» **Document passage**:

-=-=-

Sorry, Mike. I appreciate that you are the one out of the game to take the initiative in seeking out an answer, but I can't side with you. Next time, dive over the line.
(As for hitting the pylon meaning you've both gone into the end zone and gone out of bounds, I refer you to the Bucs' 25-0 win at Baltimore in 2002. On the first play of the third quarter, RB Jamal Lewis fumbled and the ball bounced back towards the Ravens' end zone as several players tried unsuccessfully to recover it. Eventually, safety John Lynch jumped on the ball near the goal line and it squirted out of his hands and hit the pylon. Though the Bucs recovered in the end zone, it was a safety, not a touchdown. As soon as the ball hit the pylon, it was both in the end zone and out of bounds.)
Richard Schilling of Breinigsville, Pennsylvania:
Man of many answers, I must ask a bit more of your attention. Help me understand the seemingly arbitrary list of calls that cannot be challenged. I understand that penalties and forceouts cannot be reviewed because they are judgment calls. But why can a coach not challenge the recovery of a fumble or onside kick? The officials accept that whoever emerges from the pile with the ball recovered, but cannot review video that obviously shows another player had it. How is it decided that a particular type of call is above question?
Answer Man: And you're the man of many questions, Richard. This may be your second or third contribution to the column, but I knew this question was bound to come up after the ending to that Minnesota-Green Bay game two weeks ago.
I assume that's what prompted you to write me again, right? For those who missed it, here's the scenario: The Packers and Vikings were tied, 31-31, in the fourth quarter at Lambeau Field when Robert Ferguson took a kickoff with 1:20 to play and returned it almost to midfield. Ferguson fumbled at the end of the run, however, and a giant scrum of Minnesota and Green Bay players descended upon the ball. Replays seemed to show Minnesota's Derek Ross getting the ball first, but Green Bay's Ben Steele had it when the pile was cleared and the Packers maintained possession. They kicked the game-winning field goal a few plays later.
Richard seems to share the Vikings' frustration. If a player is down when he has possession of the ball and he is touched, then why isn't a play dead as soon as one man on the ground clearly gains possession of a fumble and is then touched?
Actually, I would say that is how the officials call it when they can clearly see that happen. I've seen referees make immediate possession calls after a fumble, long before a pile is cleared. Unfortunately, it seems like most of the time the first person to recover the ball is unclear and officials have to dig into the pile.
That's when Rich – can I call you Rich? Our words have spent a lot of time together on the screen – thinks replay should be used, if possible. And the Answer Man doesn't disagree.
The question from Rich, though, is how it was decided which plays were reviewable and which were not. I think I do have an answer for that, at least a partial one.

-=-=-

» **Given records**:
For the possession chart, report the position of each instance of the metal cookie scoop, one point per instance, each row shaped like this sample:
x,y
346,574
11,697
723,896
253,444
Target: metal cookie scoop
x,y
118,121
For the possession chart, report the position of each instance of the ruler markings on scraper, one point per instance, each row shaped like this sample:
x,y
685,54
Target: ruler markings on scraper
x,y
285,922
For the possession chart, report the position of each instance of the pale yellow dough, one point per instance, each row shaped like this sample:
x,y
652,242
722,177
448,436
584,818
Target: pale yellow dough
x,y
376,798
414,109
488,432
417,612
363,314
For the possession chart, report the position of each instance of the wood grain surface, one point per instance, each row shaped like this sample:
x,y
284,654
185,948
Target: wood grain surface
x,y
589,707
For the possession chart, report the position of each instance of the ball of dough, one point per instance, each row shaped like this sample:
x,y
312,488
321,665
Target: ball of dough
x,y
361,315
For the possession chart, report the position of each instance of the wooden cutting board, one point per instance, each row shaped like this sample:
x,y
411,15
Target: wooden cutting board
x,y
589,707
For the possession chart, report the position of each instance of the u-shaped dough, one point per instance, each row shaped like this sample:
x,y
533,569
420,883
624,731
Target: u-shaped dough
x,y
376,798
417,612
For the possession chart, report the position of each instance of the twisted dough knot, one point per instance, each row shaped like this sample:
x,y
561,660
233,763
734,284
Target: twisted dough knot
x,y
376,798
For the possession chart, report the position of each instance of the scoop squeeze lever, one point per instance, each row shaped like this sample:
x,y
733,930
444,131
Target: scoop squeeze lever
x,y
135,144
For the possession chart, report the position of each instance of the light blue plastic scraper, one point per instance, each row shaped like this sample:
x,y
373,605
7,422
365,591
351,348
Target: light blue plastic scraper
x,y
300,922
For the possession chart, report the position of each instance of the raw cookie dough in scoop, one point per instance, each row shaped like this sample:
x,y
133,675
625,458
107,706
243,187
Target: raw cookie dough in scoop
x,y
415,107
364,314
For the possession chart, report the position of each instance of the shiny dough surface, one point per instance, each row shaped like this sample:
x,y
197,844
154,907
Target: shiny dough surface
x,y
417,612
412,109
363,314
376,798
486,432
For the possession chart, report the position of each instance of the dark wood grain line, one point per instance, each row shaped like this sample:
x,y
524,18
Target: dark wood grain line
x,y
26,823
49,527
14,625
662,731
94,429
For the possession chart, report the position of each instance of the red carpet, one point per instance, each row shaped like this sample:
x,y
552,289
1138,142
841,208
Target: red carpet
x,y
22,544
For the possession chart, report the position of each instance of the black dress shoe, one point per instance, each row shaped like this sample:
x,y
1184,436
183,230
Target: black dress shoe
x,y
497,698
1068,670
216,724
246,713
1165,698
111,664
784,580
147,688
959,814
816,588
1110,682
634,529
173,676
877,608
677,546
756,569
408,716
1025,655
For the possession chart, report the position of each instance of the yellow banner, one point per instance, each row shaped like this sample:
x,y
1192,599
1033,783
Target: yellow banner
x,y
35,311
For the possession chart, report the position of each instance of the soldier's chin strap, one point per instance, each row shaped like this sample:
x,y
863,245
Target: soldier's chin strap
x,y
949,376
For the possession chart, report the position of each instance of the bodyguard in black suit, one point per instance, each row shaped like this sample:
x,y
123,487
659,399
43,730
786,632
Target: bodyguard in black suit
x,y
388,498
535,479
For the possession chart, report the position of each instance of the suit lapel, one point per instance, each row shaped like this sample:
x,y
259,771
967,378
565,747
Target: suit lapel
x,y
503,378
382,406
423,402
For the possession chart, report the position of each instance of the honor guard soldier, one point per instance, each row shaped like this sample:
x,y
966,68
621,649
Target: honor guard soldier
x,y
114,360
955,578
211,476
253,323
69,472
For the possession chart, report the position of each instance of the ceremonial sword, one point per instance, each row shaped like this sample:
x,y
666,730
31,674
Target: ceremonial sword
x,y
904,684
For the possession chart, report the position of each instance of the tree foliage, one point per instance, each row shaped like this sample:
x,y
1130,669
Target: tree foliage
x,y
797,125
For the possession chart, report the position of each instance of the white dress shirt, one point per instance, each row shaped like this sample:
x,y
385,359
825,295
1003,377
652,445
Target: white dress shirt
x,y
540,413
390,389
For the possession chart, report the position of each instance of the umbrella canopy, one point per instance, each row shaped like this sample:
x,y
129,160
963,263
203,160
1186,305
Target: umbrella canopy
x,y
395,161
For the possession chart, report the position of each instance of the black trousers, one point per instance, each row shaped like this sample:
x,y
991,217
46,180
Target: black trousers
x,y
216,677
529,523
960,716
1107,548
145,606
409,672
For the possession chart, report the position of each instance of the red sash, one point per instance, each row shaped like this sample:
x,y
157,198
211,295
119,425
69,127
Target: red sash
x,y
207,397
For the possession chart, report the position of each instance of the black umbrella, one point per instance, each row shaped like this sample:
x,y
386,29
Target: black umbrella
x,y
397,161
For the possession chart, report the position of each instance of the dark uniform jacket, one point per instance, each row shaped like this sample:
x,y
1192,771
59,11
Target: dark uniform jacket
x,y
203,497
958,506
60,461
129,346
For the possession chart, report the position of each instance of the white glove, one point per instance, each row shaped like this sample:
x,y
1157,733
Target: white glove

-=-=-

» **To do**:
• A. Retype the Answer Man column word for word, beginning at the words "Richard seems to" and stopping after "into the pile.".
• B. Extend the Answer Man column on replay rules past its last sentence.
The rows have nothing to do with what is asked here.

» **Responses per task**:
• A.
Richard seems to share the Vikings' frustration. If a player is down when he has possession of the ball and he is touched, then why isn't a play dead as soon as one man on the ground clearly gains possession of a fumble and is then touched?
Actually, I would say that is how the officials call it when they can clearly see that happen. I've seen referees make immediate possession calls after a fumble, long before a pile is cleared. Unfortunately, it seems like most of the time the first person to recover the ball is unclear and officials have to dig into the pile.

• B.
When the system was revived in 1999 (there was an initial run of replay from 1986-91 which eventually fell out of favor because the man upstairs had too much power to slow down the game), the league's Competition Committee strived to accomplish one thing above all others: Get the 'pivotal' plays right. Thus, whether a ball crosses the goal line or whether a receiver gets both feet inbounds in the end zone are reviewable plays.
The Competition Committee was loathe to slow the game down, however, so a lot of time was spent in defining what could be reviewed. Things that are considered pure judgment calls, as Richard points out, were excluded. After all, can you really tell, even in replay, if a defender's shove is what caused a receiver to go out of bounds before getting his feet down?
Here's a helpful quote from NFL Director of Officiating Mike Pereira from a story on NFL.com that was reprinted several years ago on Buccaneers.com:
"We tried to stay to facts," said Pereira. "The facts are boundary lines, the facts are the goal line where you have some really non-judgmental calls to make. If we put in pass interference for example, that is such a difficult judgment call, somebody's going to challenge that and the referee's opinion is going to be different than the side judge's opinion so you're going to have a hard time getting a consensus."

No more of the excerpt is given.